What Does Better Marketing Look Like in the Age of AI?
By Deborah Malone, Founder of The Internationalist, Updated April 22, 2026
After reviewing the first wave of AI AWARDS FOR BETTER MARKETING work, I found myself asking a deceptively simple question:
What does “better marketing” really mean in the age of AI?
Today, that question feels even more relevant—and more urgent.
Because AI is no longer a future consideration.
It’s already shaping how brands show up, how decisions are made, and how people experience marketing every day.
But if anything, this shift has made one thing clearer:
It’s not the technology alone that creates better marketing—it’s the choices behind it.
Across categories, countries, and channels, the most compelling work isn’t defined by how advanced the AI is.
It’s defined by what marketers choose to do with it.
Are they using it to simply move faster? Or to connect more meaningfully?
To automate more? Or to understand more deeply?
The most effective examples share a common thread:
AI isn’t replacing creativity—it’s amplifying it.
It allows brands to interpret signals more intelligently, respond more dynamically, and create experiences that feel both personal and relevant at scale.
You can see this shift across a range of work:
- Turning everyday data into personal, joyful storytelling
- Creating moments of connection that simply wouldn’t be possible at scale without AI
- Reframing algorithms to reflect real human values—not just patterns of behavior
From Portugal to Taiwan, Sweden to Australia— we saw AI making a meaningful difference in ways that weren’t feasible before:
- Telstra’s AI Santa Hotline brought joy to over half a million children by using generative AI to simulate magical conversations through public payphones. Could it have been done without AI? Not at this scale, not this personally.
- Continente’s “Recipe of the Year” used loyalty data and machine learning to create 60 million unique, joyful, and highly resonant “recipes of the year” for each shopper. Only AI could have analyzed, personalized, and rendered this kind of storytelling at scale.
- REWE’s Dynamic Print Ads turned a traditionally static medium into a hyper-personalized, real-time retail engine. Without AI? A logistical impossibility.
- Dove’s Real Beauty DNA actually retrained a biased algorithm on Pinterest to reflect inclusive definitions of beauty—proof that AI can be both ethical and empowering.
In every case, the breakthrough isn’t the technology itself.
It’s the combination of AI with human judgment, imagination, and intent.
The best outcomes emerge when technology serves human values—not the other way around.
This Is Just the Beginning…
Of course, the broader conversation around AI in marketing is more complex.
There are real concerns—about jobs, about control, about how roles and responsibilities are shifting.
But as with any transformative technology, the question isn’t whether it will be used.
It’s how.
A Blueprint for Better AI Marketing
From this work, a few principles begin to take shape:
- Use AI to expand what’s possible—not just improve efficiency
- Let technology handle complexity so people can focus on creativity
- Balance precision with empathy—personalization only works when it feels personal
- Build with transparency and ethics from the start
HOW AI IS RESHAPING MARKETING
AI doesn’t define better marketing.
Judgment does.
Better marketing doesn’t just move faster.
It connects more deeply, solves more creatively, and resonates more personally.
And increasingly, AI is making those possibilities real—when it’s guided by people, and grounded in purpose.

Material supplied
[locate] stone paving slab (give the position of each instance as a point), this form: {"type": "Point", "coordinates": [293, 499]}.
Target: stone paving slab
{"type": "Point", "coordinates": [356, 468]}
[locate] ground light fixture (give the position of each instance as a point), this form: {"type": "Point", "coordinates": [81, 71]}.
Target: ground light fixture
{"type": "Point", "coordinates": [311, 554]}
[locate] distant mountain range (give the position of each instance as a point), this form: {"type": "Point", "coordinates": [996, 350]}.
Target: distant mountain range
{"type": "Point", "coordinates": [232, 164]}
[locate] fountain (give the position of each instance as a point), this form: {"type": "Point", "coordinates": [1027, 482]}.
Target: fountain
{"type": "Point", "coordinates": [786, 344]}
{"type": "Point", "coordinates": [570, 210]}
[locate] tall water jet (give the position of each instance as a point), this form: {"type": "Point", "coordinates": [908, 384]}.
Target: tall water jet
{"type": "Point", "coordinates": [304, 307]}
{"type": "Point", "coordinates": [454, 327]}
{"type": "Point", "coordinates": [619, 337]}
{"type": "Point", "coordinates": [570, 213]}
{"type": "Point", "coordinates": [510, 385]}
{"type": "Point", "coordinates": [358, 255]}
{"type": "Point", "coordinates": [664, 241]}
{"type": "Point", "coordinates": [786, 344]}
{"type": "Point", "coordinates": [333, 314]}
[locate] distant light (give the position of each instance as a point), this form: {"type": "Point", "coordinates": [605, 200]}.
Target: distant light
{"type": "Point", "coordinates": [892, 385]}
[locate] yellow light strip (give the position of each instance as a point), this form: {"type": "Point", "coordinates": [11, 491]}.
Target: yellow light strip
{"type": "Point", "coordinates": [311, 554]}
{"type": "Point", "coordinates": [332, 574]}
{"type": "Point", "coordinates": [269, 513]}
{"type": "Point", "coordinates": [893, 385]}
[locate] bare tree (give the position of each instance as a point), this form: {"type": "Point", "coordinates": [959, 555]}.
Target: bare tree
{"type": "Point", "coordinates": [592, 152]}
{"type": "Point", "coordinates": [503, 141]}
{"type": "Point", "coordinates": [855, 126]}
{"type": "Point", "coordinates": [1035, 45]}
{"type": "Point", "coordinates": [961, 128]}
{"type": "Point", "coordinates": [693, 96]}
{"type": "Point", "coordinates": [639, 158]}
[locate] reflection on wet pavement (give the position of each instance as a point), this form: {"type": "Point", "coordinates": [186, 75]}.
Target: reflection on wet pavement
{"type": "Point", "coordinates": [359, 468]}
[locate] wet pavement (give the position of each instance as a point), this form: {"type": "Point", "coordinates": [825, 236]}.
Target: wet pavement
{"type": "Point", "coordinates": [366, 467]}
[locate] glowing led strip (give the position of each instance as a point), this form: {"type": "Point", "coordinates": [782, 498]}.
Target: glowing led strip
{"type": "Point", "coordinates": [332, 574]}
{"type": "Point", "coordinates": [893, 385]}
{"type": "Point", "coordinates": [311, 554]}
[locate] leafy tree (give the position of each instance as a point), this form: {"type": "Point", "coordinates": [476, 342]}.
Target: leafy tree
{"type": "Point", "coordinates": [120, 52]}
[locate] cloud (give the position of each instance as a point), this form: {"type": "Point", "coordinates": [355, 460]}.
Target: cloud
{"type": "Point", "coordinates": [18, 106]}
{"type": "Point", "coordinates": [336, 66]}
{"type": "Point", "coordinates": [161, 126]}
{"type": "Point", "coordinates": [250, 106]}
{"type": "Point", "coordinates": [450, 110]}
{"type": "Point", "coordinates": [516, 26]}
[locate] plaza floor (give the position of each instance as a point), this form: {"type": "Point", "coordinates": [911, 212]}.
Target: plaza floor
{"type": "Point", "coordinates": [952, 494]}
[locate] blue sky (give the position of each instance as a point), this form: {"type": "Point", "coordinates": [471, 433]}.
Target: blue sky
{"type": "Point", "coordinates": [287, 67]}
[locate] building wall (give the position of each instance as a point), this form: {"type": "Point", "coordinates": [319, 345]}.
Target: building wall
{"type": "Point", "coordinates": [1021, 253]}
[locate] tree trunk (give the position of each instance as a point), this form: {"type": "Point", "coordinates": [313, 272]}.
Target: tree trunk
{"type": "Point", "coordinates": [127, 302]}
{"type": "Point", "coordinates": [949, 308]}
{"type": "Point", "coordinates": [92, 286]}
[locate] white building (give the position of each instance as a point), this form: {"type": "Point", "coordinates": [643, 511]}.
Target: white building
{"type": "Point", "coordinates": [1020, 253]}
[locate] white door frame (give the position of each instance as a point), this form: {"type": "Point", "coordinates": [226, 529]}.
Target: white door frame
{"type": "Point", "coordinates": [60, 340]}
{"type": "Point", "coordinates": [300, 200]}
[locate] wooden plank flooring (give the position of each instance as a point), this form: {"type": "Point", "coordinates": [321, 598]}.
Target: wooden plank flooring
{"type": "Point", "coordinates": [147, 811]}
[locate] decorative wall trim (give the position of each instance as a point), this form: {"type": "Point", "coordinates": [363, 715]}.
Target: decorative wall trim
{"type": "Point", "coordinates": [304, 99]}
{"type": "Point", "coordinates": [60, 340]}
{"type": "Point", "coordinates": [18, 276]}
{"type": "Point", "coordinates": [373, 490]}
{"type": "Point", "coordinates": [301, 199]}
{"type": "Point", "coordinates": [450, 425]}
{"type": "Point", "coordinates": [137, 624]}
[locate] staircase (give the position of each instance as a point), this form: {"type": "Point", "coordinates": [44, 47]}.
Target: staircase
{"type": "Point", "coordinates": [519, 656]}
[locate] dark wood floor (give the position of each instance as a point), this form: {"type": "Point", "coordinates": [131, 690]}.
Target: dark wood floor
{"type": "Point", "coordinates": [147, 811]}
--
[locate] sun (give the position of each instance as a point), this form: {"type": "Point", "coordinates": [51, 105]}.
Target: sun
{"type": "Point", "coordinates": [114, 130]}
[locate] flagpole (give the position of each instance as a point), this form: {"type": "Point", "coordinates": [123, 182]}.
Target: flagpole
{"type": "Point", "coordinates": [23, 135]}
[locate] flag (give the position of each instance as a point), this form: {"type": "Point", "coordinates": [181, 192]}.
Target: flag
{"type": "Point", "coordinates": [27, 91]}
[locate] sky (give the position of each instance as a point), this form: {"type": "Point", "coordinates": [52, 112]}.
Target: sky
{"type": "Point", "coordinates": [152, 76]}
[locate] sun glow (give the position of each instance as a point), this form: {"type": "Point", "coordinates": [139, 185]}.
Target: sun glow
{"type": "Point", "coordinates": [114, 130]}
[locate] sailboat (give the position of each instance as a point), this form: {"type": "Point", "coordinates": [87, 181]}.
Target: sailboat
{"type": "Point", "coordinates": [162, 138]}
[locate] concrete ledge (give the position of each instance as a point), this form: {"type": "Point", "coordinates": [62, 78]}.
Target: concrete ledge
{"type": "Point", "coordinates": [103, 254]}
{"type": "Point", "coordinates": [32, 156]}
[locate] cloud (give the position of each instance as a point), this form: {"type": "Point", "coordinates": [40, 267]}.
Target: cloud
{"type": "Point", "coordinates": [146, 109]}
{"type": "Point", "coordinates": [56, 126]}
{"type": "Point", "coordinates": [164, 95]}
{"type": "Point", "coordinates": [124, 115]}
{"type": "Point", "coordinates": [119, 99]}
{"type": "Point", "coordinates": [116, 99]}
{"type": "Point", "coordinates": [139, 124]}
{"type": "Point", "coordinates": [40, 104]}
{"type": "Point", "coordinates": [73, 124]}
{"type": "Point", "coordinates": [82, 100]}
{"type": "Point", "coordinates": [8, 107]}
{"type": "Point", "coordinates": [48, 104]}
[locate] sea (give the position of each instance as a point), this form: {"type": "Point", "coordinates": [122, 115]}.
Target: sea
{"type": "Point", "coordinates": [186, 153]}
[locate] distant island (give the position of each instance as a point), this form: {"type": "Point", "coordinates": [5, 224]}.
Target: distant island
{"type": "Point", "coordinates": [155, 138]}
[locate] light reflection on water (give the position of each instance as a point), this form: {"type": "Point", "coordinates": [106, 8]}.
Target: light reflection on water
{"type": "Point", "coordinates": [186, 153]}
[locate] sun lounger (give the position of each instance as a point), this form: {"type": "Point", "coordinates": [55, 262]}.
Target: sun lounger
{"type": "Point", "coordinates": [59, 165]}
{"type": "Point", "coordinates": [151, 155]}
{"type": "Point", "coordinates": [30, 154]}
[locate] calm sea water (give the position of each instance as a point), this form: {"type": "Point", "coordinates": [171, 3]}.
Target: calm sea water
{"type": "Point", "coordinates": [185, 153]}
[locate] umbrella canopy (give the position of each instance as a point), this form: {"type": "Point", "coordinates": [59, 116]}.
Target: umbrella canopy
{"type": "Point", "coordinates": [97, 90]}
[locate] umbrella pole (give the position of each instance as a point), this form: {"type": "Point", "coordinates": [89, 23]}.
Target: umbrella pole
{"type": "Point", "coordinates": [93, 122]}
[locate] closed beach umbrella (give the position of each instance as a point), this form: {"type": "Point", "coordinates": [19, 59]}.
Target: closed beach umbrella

Questions to answer
[1] In the article on marketing in the age of AI, how many children did Telstra's AI Santa Hotline bring joy to?
[2] From the article on marketing in the age of AI, copy out the passage starting at "What Does Better" and ending at "relevant—and more urgent.".

Expected outputs
[1] Over half a million children.

[2]
What Does Better Marketing Look Like in the Age of AI?
By Deborah Malone, Founder of The Internationalist, Updated April 22, 2026
After reviewing the first wave of AI AWARDS FOR BETTER MARKETING work, I found myself asking a deceptively simple question:
What does “better marketing” really mean in the age of AI?
Today, that question feels even more relevant—and more urgent.